_WHAT THIS TASK INVOLVES_
Could the data underneath be repeated exactly, in full?

[Saved entries]
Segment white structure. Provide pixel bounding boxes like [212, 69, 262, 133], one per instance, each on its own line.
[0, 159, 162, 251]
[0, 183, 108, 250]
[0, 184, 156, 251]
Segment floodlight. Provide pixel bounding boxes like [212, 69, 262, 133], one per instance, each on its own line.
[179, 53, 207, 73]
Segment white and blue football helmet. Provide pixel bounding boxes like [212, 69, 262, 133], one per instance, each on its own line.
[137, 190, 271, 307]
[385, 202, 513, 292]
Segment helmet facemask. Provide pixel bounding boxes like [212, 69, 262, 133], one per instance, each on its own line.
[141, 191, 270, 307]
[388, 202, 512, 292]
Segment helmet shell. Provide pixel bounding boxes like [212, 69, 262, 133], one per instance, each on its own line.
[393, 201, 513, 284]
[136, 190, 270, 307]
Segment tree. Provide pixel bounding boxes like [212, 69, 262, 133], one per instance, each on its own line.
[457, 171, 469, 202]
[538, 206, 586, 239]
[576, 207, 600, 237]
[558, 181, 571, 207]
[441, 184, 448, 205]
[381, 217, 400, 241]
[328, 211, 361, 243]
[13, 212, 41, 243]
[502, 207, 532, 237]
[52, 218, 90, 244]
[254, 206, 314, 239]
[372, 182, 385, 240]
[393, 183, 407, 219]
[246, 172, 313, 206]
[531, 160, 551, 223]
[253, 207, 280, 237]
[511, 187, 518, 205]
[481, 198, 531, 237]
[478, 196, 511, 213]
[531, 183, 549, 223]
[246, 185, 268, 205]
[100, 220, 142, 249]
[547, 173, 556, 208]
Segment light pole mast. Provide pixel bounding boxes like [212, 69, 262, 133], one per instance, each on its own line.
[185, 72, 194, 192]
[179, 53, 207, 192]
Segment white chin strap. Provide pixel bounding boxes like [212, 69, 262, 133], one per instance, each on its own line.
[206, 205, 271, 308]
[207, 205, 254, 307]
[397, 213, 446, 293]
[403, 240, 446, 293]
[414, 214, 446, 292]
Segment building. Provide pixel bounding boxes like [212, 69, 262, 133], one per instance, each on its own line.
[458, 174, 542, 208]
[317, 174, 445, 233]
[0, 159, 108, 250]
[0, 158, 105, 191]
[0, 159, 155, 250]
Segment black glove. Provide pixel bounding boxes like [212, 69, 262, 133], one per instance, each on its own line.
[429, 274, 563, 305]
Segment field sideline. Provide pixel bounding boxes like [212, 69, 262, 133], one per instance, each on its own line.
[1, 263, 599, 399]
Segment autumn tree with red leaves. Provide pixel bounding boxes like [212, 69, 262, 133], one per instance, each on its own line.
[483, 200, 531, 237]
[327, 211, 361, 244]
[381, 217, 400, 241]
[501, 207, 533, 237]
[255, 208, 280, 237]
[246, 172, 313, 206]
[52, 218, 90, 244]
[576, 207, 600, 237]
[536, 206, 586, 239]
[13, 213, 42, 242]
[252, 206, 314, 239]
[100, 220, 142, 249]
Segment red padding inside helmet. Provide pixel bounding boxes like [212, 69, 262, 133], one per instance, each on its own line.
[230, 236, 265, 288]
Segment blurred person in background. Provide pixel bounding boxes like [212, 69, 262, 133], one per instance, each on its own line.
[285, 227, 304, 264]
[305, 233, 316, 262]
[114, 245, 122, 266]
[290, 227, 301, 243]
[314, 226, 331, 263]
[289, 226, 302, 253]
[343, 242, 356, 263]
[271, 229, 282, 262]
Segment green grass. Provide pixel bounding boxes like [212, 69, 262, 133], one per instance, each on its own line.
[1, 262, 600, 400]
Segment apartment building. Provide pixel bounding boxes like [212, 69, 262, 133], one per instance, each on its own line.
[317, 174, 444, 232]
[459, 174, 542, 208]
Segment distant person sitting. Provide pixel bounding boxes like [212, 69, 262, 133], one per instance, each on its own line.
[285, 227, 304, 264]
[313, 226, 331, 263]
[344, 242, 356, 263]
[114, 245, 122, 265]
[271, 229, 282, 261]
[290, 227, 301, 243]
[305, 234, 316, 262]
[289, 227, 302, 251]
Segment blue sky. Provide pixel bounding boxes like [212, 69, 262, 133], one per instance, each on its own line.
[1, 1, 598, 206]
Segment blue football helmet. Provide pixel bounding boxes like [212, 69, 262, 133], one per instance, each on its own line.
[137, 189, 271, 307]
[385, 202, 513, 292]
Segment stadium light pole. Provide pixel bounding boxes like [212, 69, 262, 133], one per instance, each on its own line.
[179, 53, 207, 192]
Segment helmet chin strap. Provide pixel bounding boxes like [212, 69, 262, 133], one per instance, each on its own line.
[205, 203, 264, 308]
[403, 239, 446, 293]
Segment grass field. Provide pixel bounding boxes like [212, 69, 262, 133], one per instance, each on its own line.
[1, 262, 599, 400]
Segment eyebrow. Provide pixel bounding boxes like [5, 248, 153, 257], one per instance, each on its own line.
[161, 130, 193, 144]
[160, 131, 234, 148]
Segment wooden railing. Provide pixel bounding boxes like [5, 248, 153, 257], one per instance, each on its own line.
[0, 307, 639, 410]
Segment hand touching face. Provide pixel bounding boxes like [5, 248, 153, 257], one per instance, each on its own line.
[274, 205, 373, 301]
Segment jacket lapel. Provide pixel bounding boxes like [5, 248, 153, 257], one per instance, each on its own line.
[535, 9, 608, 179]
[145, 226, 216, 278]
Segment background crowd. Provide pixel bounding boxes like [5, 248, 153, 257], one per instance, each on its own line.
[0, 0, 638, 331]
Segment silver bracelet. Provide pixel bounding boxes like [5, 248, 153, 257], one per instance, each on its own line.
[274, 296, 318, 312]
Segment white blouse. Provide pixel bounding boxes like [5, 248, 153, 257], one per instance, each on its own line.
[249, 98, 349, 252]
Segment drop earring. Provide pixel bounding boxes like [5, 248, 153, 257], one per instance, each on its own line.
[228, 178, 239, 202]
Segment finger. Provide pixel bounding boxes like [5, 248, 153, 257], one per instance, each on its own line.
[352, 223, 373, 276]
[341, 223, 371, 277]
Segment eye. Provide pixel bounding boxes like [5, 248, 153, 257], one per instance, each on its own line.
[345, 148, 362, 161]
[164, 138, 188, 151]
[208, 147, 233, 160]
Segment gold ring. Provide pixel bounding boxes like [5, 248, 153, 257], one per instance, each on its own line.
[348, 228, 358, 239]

_EXERCISE RESULT_
Segment white structure. Provide pixel bounding boxes like [212, 69, 262, 133], one per instance, each on its own line.
[0, 159, 162, 251]
[0, 183, 108, 250]
[0, 184, 156, 251]
Segment floodlight. Provide pixel bounding boxes like [212, 69, 262, 133], one per instance, each on its own line.
[179, 53, 207, 73]
Segment white and blue football helmet. Provide pixel bounding boxes like [212, 69, 262, 133], one per instance, each on its own line.
[137, 190, 271, 307]
[385, 202, 513, 292]
Segment helmet facemask. Provide pixel bounding boxes like [212, 69, 262, 133], one per instance, each on its own line.
[141, 191, 270, 307]
[388, 202, 512, 292]
Segment helmet shell. Provide pixel bounding boxes like [212, 69, 262, 133], one per instance, each on its own line.
[393, 201, 513, 284]
[136, 190, 270, 307]
Segment tree. Provide pixel bounding boxes like [212, 69, 262, 133], one per instance, each on its own line.
[457, 171, 469, 202]
[538, 206, 586, 239]
[576, 207, 600, 237]
[558, 181, 571, 207]
[441, 184, 448, 205]
[381, 217, 400, 241]
[328, 211, 361, 243]
[13, 212, 41, 243]
[502, 207, 532, 237]
[52, 218, 90, 244]
[254, 206, 314, 239]
[372, 182, 385, 240]
[393, 183, 407, 219]
[246, 172, 313, 206]
[531, 160, 551, 223]
[253, 207, 280, 237]
[511, 187, 518, 205]
[481, 198, 531, 237]
[478, 196, 511, 213]
[531, 183, 549, 223]
[246, 185, 268, 205]
[100, 220, 142, 249]
[547, 173, 556, 208]
Segment light pole mast. Provide pixel bounding boxes like [212, 69, 262, 133], one per instance, each on its own line.
[185, 72, 194, 192]
[179, 53, 207, 192]
Segment white chin strap. Provide pixel bounding boxes like [212, 69, 262, 133], one per instance, each on its own line.
[206, 205, 271, 308]
[207, 205, 254, 307]
[397, 213, 446, 293]
[403, 240, 446, 293]
[414, 214, 446, 292]
Segment building. Provide pixel bounding boxes like [212, 69, 262, 133], one per instance, each on its own line.
[458, 174, 542, 208]
[317, 174, 445, 233]
[0, 159, 108, 250]
[0, 158, 105, 191]
[0, 159, 155, 250]
Segment black glove. Provide pixel bounding boxes like [212, 69, 262, 133], one per instance, each on its own line.
[429, 274, 563, 305]
Segment field sideline. Provide pixel bounding boxes like [212, 69, 262, 133], one per instance, each on its own line.
[1, 263, 599, 399]
Segment autumn tree with red leaves. Provide pixel bounding boxes like [212, 69, 262, 133], one per instance, each on its own line.
[483, 200, 531, 237]
[327, 211, 361, 244]
[381, 217, 400, 241]
[501, 207, 533, 237]
[255, 208, 280, 237]
[246, 172, 313, 206]
[52, 218, 90, 244]
[576, 207, 600, 237]
[536, 206, 586, 239]
[13, 213, 42, 242]
[252, 206, 314, 239]
[100, 220, 142, 249]
Segment red padding inside helmet. Provide pixel bounding boxes like [212, 69, 262, 133], one per instance, each on its own line.
[230, 236, 265, 288]
Segment blurred person in background. Provide pixel bounding boxes like [212, 69, 262, 133], one per instance, each on its own line.
[285, 227, 304, 264]
[305, 233, 316, 262]
[114, 245, 122, 266]
[290, 227, 301, 243]
[314, 226, 331, 263]
[289, 226, 302, 253]
[343, 242, 356, 263]
[271, 229, 282, 262]
Segment green grass. Provide pixel bounding boxes like [212, 69, 262, 133], one per instance, each on its own line.
[1, 262, 600, 400]
Segment apartment building. Provide pixel bounding boxes like [212, 69, 262, 133], one per instance, each on its own line.
[317, 174, 444, 232]
[459, 174, 542, 208]
Segment distant person sitting. Provide pixel bounding boxes like [212, 69, 262, 133], one per instance, each on its own line.
[285, 227, 304, 264]
[313, 226, 331, 263]
[344, 242, 356, 263]
[114, 245, 122, 265]
[271, 229, 282, 261]
[290, 227, 301, 243]
[305, 234, 316, 262]
[289, 227, 302, 251]
Segment blue sky. Provide pixel bounding boxes like [212, 69, 262, 133], one per instance, each on its own line.
[1, 1, 598, 206]
Segment blue football helmet. Provide pixel bounding boxes like [212, 69, 262, 133], one per instance, each on its own line.
[137, 189, 271, 307]
[385, 202, 513, 292]
Segment stadium light pole. Provide pixel bounding boxes like [212, 69, 262, 133], one per instance, each on its own line.
[179, 53, 207, 192]
Segment helmet chin strap. Provide pixel bounding boxes like [212, 69, 262, 133], one per instance, each on its own line.
[205, 203, 264, 308]
[403, 239, 446, 293]
Segment grass field. Provide pixel bounding boxes like [212, 69, 262, 133], one per instance, each on its own line.
[1, 262, 599, 400]
Segment eyebrow. Provide pixel bounding boxes like [5, 248, 153, 257], one per instance, each on its own line.
[161, 130, 193, 144]
[160, 131, 234, 148]
Segment wooden railing. Provide pixel bounding boxes like [5, 248, 153, 257], one per instance, each on its own line.
[0, 307, 639, 410]
Segment hand touching face. Provide pixel bounding boxes like [5, 248, 153, 257], one per instance, each on its own line.
[274, 205, 373, 301]
Segment jacket lapel. Provide pixel bounding boxes like [5, 248, 153, 257], one per instance, each on its own line.
[535, 9, 608, 179]
[145, 226, 216, 278]
Segment background crowd. Provide pixel bounding boxes like [5, 248, 153, 257], one per instance, each on its own line.
[0, 0, 638, 331]
Segment silver bracelet. Provide pixel bounding boxes like [5, 248, 153, 257], one per instance, each on its own line.
[274, 296, 318, 312]
Segment white blouse. Provide pixel bounding boxes like [5, 248, 153, 257], one per instance, each on its own line.
[249, 98, 349, 252]
Segment drop earring. Provide pixel bounding boxes like [5, 248, 153, 257], one per instance, each on its own line.
[228, 178, 239, 202]
Segment finger. Provide pixel bounding boxes like [5, 248, 153, 257], one per instance, each on its own line.
[352, 223, 373, 276]
[341, 223, 371, 277]
Segment eye. Provide pixel bounding boxes like [5, 248, 153, 257], one per instance, each on its own line.
[345, 148, 362, 161]
[164, 138, 188, 151]
[208, 147, 233, 160]
Segment gold ring. Provide pixel bounding boxes like [5, 248, 153, 257], one per instance, each on its own line.
[348, 228, 358, 239]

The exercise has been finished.